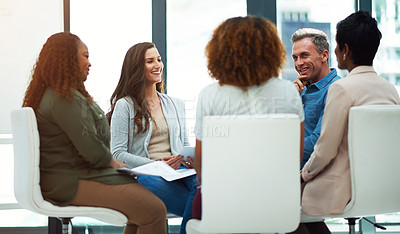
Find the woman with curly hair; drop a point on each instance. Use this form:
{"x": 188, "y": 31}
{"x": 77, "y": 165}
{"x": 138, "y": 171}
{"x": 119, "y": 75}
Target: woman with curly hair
{"x": 148, "y": 125}
{"x": 76, "y": 165}
{"x": 245, "y": 56}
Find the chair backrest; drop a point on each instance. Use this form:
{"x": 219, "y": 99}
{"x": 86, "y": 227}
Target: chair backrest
{"x": 374, "y": 151}
{"x": 250, "y": 174}
{"x": 26, "y": 158}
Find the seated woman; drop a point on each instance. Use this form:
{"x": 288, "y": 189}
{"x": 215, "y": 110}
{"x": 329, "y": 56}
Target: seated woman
{"x": 245, "y": 55}
{"x": 148, "y": 125}
{"x": 76, "y": 165}
{"x": 326, "y": 175}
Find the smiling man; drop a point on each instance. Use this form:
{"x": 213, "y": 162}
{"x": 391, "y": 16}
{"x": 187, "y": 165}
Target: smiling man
{"x": 310, "y": 55}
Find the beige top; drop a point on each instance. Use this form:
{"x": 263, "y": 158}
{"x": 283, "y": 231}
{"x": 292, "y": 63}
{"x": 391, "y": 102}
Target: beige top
{"x": 327, "y": 172}
{"x": 159, "y": 146}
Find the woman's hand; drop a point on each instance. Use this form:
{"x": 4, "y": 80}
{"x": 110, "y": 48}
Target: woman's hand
{"x": 116, "y": 164}
{"x": 173, "y": 161}
{"x": 188, "y": 163}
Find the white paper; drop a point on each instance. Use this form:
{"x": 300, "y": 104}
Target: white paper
{"x": 159, "y": 168}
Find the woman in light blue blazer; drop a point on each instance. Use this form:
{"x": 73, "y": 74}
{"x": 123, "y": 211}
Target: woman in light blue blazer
{"x": 148, "y": 125}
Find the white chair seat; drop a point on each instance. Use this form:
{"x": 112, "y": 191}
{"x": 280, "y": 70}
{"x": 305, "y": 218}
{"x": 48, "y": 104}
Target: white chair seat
{"x": 250, "y": 175}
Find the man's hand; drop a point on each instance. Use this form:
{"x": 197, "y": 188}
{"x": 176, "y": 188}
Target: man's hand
{"x": 300, "y": 82}
{"x": 116, "y": 164}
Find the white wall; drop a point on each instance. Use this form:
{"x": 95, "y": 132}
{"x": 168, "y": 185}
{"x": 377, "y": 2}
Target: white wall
{"x": 24, "y": 27}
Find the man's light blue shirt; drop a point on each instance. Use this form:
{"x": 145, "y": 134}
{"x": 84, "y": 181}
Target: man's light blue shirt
{"x": 313, "y": 98}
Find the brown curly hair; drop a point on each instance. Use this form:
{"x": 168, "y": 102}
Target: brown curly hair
{"x": 132, "y": 84}
{"x": 245, "y": 51}
{"x": 57, "y": 67}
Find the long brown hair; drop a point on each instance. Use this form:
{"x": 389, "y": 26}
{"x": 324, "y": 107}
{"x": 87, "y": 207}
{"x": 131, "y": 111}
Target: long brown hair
{"x": 132, "y": 84}
{"x": 57, "y": 67}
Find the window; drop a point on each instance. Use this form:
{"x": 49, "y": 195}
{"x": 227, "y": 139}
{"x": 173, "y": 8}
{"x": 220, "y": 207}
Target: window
{"x": 109, "y": 29}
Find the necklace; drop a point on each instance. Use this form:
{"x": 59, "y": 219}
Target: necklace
{"x": 153, "y": 105}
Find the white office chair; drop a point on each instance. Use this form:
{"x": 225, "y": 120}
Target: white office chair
{"x": 374, "y": 151}
{"x": 27, "y": 176}
{"x": 250, "y": 175}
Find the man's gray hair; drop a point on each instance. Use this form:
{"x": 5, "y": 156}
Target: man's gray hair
{"x": 319, "y": 38}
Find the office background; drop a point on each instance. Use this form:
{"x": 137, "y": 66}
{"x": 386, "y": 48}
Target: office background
{"x": 180, "y": 29}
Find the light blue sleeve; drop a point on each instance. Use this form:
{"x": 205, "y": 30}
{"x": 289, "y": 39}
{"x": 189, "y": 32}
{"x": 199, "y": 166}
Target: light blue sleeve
{"x": 122, "y": 132}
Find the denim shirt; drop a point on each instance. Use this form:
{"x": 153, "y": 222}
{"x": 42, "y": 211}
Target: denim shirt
{"x": 131, "y": 148}
{"x": 313, "y": 98}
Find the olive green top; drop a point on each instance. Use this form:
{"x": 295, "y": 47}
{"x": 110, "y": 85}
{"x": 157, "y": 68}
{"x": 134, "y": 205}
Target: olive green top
{"x": 74, "y": 145}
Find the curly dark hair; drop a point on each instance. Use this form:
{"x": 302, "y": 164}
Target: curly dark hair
{"x": 132, "y": 84}
{"x": 245, "y": 51}
{"x": 57, "y": 67}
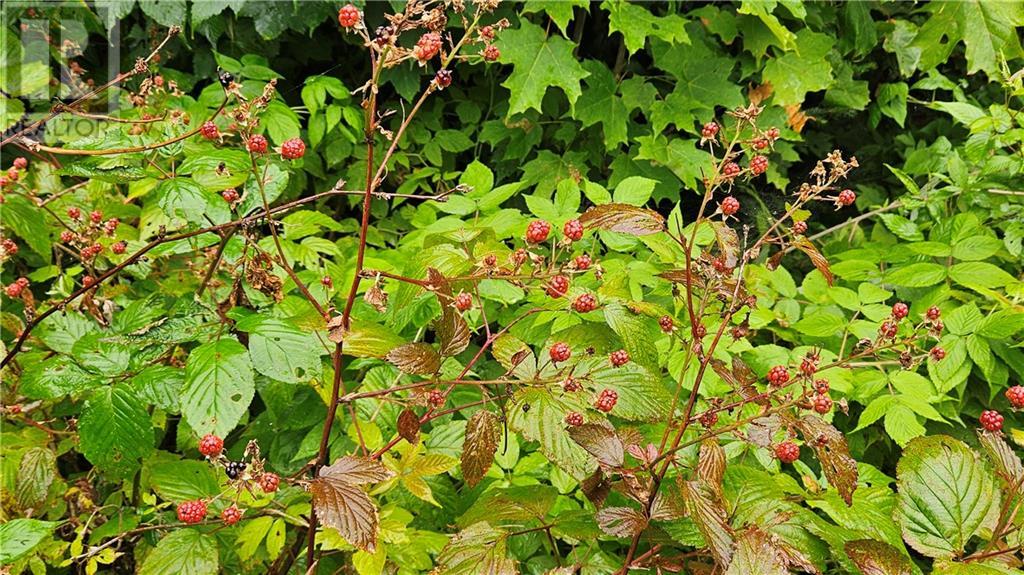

## [STATED GOAL]
Report every line of the records above that contains the word "shirt", copying each such line in full.

## [FULL ANSWER]
Find the man's light blue shirt; drop a point on each instance. Use this form:
Target: man's light blue shirt
Find the denim shirt; drop a point on each instance. Use this form:
Target: denim shirt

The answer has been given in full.